>> Start INFORMATION SUPPLIED

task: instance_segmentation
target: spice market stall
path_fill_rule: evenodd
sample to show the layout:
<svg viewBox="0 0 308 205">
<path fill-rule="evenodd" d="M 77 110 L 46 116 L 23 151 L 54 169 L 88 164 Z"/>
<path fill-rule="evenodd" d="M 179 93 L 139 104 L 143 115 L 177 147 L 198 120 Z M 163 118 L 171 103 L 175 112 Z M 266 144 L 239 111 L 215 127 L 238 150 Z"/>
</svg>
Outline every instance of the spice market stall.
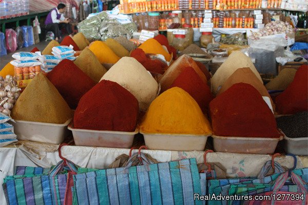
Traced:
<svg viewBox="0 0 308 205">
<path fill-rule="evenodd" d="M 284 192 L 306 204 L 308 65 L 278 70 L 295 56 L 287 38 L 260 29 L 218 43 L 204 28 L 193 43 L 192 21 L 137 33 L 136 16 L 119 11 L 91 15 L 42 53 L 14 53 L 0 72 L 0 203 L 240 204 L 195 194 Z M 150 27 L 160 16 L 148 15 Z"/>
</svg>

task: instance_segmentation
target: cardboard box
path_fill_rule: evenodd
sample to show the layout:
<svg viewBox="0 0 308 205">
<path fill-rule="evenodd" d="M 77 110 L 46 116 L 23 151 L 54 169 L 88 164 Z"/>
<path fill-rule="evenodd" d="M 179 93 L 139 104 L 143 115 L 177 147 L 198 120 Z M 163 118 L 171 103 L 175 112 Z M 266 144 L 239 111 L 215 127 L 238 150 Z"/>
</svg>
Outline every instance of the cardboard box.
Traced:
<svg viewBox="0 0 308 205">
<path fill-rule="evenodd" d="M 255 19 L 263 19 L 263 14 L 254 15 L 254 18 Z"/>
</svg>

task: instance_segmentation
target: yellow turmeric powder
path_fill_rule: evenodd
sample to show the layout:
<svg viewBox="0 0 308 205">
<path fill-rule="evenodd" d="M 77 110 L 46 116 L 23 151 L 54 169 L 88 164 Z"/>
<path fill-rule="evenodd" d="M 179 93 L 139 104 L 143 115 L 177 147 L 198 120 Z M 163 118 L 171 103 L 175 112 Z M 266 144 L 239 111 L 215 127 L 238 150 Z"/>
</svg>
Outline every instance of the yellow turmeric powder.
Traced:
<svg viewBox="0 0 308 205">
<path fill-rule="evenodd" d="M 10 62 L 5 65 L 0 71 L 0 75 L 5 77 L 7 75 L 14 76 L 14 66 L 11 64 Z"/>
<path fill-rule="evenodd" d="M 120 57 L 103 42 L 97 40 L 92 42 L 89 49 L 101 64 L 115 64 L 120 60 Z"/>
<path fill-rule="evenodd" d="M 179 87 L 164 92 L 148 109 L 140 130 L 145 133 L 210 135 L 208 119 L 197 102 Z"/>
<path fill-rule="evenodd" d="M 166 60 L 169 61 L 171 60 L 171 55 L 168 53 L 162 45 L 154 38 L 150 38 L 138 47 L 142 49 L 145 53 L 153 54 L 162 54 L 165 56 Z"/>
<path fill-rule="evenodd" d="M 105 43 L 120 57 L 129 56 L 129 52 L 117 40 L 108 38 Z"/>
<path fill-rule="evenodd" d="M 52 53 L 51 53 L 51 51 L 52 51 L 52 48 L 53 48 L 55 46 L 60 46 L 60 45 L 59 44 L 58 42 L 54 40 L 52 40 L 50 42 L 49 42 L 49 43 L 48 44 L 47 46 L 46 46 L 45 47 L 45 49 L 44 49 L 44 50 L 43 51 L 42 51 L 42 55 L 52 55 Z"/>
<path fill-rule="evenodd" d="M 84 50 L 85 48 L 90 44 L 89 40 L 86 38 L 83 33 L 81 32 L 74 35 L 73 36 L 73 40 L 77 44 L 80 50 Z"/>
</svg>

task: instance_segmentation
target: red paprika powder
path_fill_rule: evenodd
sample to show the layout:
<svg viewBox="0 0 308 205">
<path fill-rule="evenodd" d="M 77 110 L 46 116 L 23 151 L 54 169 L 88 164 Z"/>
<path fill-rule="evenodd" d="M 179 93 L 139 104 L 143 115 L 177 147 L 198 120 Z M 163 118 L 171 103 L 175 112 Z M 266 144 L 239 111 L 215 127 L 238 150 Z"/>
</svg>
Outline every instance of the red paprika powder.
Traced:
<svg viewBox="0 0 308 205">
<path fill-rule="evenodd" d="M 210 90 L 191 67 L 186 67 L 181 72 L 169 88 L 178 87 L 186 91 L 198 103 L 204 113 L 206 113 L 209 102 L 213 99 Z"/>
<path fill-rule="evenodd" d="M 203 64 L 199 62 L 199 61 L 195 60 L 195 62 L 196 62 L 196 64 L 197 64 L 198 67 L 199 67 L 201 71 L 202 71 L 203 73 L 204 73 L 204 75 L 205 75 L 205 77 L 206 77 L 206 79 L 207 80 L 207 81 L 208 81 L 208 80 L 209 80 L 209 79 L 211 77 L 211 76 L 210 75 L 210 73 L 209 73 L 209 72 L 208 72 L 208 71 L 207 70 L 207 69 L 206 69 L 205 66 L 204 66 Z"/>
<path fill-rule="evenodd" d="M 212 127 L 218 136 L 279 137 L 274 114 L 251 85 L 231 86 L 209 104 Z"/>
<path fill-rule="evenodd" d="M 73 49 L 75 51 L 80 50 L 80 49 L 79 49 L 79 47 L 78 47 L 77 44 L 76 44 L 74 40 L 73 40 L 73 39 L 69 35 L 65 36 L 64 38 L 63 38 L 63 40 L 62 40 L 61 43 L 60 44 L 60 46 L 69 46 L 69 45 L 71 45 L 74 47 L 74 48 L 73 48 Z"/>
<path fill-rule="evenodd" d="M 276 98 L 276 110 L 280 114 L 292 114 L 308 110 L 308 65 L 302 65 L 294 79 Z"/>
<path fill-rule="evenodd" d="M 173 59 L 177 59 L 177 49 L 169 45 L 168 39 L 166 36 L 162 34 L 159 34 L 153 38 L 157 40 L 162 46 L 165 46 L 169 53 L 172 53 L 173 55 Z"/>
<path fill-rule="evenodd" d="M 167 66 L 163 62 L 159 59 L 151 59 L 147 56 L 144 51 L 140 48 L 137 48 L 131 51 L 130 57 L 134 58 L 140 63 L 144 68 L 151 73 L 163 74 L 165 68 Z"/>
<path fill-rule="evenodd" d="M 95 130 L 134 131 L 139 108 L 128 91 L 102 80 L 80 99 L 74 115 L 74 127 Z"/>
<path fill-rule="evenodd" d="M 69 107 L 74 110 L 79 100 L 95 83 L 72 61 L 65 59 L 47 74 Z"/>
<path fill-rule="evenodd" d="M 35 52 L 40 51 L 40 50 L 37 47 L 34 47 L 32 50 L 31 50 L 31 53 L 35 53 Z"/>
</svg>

>> End INFORMATION SUPPLIED

## EXERCISE AIM:
List every line in the items above that contains the string "paprika", treating uppercase and lowercase as different.

## EXERCISE SOLUTION:
target: red paprika powder
Outline every instance of the red paprika powder.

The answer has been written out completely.